[Point annotation records]
====
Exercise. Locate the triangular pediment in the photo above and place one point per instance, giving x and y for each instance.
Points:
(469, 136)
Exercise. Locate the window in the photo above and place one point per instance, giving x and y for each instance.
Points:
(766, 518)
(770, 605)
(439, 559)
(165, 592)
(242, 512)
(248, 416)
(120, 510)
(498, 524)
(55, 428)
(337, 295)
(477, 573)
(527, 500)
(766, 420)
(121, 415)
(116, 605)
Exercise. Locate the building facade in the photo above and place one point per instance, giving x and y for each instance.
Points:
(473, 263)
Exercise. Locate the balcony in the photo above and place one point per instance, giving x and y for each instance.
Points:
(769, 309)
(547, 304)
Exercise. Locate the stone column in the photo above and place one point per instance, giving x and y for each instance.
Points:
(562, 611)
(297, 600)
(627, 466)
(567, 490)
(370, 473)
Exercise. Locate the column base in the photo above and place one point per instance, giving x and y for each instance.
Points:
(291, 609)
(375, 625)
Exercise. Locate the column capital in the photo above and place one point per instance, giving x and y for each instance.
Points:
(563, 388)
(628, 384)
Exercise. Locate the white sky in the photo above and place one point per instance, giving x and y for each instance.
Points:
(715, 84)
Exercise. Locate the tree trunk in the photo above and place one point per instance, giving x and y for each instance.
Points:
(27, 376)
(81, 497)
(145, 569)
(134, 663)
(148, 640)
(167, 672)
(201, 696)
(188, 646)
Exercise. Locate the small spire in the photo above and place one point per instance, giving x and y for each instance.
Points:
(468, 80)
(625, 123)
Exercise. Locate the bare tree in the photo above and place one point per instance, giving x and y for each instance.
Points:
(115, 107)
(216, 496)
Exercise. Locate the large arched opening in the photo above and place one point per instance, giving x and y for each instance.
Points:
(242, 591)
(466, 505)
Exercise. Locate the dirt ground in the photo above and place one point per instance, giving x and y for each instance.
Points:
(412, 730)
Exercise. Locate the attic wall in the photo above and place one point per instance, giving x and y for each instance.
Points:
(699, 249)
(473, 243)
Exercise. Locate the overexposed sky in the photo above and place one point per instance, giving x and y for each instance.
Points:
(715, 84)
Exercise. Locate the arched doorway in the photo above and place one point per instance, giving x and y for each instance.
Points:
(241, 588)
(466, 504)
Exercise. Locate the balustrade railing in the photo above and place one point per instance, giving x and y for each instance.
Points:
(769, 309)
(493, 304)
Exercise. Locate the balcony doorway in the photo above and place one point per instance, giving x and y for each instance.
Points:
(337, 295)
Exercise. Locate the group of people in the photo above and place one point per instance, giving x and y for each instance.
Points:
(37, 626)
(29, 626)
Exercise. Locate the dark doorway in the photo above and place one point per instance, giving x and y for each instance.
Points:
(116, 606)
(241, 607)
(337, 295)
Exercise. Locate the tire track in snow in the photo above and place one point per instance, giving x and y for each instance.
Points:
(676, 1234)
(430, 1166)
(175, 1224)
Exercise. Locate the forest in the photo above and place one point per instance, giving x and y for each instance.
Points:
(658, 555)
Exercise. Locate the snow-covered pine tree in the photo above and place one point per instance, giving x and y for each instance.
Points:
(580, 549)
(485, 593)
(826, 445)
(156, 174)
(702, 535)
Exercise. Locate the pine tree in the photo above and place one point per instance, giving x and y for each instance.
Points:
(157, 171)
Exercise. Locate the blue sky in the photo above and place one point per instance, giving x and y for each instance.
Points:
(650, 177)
====
* [THE PROBLEM] Convert every line of the records above into a Markdown table with the columns Row and Line, numbering the rows in order and leaving out blank lines.

* [TASK ANSWER]
| Row | Line |
|---|---|
| 1 | Exercise. Locate the triangular pediment in the photo above and place one point per instance, giving x and y for each instance. |
| 2 | Points: |
| 3 | (469, 136) |
| 4 | Exercise. Locate the window in the photo above and place one point per instance, giving x and y for each instance. |
| 5 | Points: |
| 6 | (766, 518) |
| 7 | (770, 605) |
| 8 | (439, 559) |
| 9 | (165, 592) |
| 10 | (242, 512) |
| 11 | (248, 416) |
| 12 | (120, 510) |
| 13 | (498, 524) |
| 14 | (55, 428) |
| 15 | (337, 295) |
| 16 | (477, 573) |
| 17 | (527, 500) |
| 18 | (766, 420) |
| 19 | (121, 415) |
| 20 | (116, 605) |
| 21 | Exercise. Locate the building facade in the photo above and place one point per instance, giving x and y for each instance. |
| 22 | Points: |
| 23 | (473, 263) |
| 24 | Exercise. Locate the balcony in the photo above and place one point per instance, giving x and y for each instance. |
| 25 | Points: |
| 26 | (769, 309) |
| 27 | (547, 304) |
| 28 | Exercise. Locate the stone column in the photo above and place one point per instance, giving x and y for each instance. |
| 29 | Points: |
| 30 | (562, 611) |
| 31 | (297, 600) |
| 32 | (627, 466) |
| 33 | (567, 490) |
| 34 | (370, 473) |
| 35 | Exercise. Locate the column base in the photo above and place one point per instance, giving x and y for each instance. |
| 36 | Points: |
| 37 | (291, 609) |
| 38 | (375, 625) |
| 39 | Exercise. Locate the column capital in the photo above and place one point per instance, giving x and y for each instance. |
| 40 | Points: |
| 41 | (563, 388) |
| 42 | (628, 384) |
| 43 | Exercise. Locate the white sky in the photo above and place one point per instance, giving x and y for each instance. |
| 44 | Points: |
| 45 | (715, 84) |
| 46 | Exercise. Locate the tree trunk in the photo above and place one point per instance, giving x and y for each instance. |
| 47 | Points: |
| 48 | (27, 376) |
| 49 | (81, 497) |
| 50 | (145, 569) |
| 51 | (134, 663) |
| 52 | (148, 640) |
| 53 | (167, 672) |
| 54 | (201, 696) |
| 55 | (188, 646) |
| 56 | Exercise. Locate the small spire in the photo above and place one point per instance, giving x and y for each instance. |
| 57 | Points: |
| 58 | (468, 80) |
| 59 | (625, 123) |
| 60 | Exercise. Locate the bare tree in the photo above and place one point per instance, giving x and y for each instance. |
| 61 | Points: |
| 62 | (115, 107) |
| 63 | (216, 496) |
| 64 | Exercise. Locate the large arched opening in the photo above and place one point per instance, giving x and y for each instance. |
| 65 | Points: |
| 66 | (242, 591) |
| 67 | (466, 505) |
| 68 | Exercise. Locate the dirt ground in the photo above and place one point per instance, giving x and y for each instance. |
| 69 | Points: |
| 70 | (412, 730) |
| 71 | Exercise. Locate the attic wall in the photo above and place one point per instance, giving x and y for each instance. |
| 72 | Points: |
| 73 | (699, 249) |
| 74 | (473, 243) |
| 75 | Exercise. Locate the overexposed sky in the photo above and place one point per instance, giving x and y for each instance. |
| 76 | Points: |
| 77 | (715, 84) |
| 78 | Exercise. Locate the arched doorway in the photo above and place one point per instance, giving x and y for each instance. |
| 79 | Points: |
| 80 | (241, 588) |
| 81 | (466, 504) |
| 82 | Exercise. Locate the balustrade railing in the photo above and place one point per instance, giving x and y for each instance. |
| 83 | Points: |
| 84 | (769, 309) |
| 85 | (493, 304) |
| 86 | Exercise. Locate the balcony doorway in the photo above and place one point per instance, giving x and y for each instance. |
| 87 | Points: |
| 88 | (337, 295) |
| 89 | Exercise. Locate the group of people in the photo above and place one point per instance, giving x and y for each instance. |
| 90 | Points: |
| 91 | (37, 626) |
| 92 | (29, 626) |
| 93 | Exercise. Locate the dark doorway in the photo above and place one point per instance, giving x and y for each instance. |
| 94 | Points: |
| 95 | (116, 606) |
| 96 | (241, 607) |
| 97 | (337, 295) |
| 98 | Exercise. Locate the tire track in snow in the photo above and place one point per instance, giving x and y for each instance. |
| 99 | Points: |
| 100 | (676, 1234) |
| 101 | (430, 1166) |
| 102 | (175, 1224) |
| 103 | Exercise. Locate the forest in the photo above and place one point per instance, giving x and y for each instance. |
| 104 | Points: |
| 105 | (658, 555) |
| 106 | Exercise. Locate the snow-covered pine tree in the photo above and place one point per instance, giving x and y for each instance. |
| 107 | Points: |
| 108 | (580, 549) |
| 109 | (485, 593) |
| 110 | (826, 445) |
| 111 | (156, 174) |
| 112 | (702, 535) |
| 113 | Exercise. Locate the pine tree in the photo above and place one point per instance, giving x and y for each instance. |
| 114 | Points: |
| 115 | (157, 171) |
| 116 | Exercise. Locate the blue sky in the photo above and place one point per instance, giving x and y for each instance. |
| 117 | Points: |
| 118 | (650, 177) |